* Begin MATERIAL PROVIDED *

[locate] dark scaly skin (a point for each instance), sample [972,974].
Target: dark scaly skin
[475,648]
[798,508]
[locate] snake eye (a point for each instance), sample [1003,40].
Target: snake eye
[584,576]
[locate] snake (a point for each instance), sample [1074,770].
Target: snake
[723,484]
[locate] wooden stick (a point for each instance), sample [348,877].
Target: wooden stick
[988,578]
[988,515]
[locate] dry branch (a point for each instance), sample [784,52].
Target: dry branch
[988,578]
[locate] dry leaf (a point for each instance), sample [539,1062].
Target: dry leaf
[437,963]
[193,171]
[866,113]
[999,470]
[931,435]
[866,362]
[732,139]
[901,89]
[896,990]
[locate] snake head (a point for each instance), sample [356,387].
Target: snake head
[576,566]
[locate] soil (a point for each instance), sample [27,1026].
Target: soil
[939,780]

* End MATERIAL PROVIDED *

### WRITTEN TASK
Set down, word for word, the stretch of the records from the line containing "[locate] snake head" through the end of the records, including both of those lines.

### THE ANSWER
[locate] snake head (a point for each instance), sample [356,387].
Target: snake head
[576,566]
[locate] soil (a point for each instance), sample [27,1026].
Target: soil
[939,780]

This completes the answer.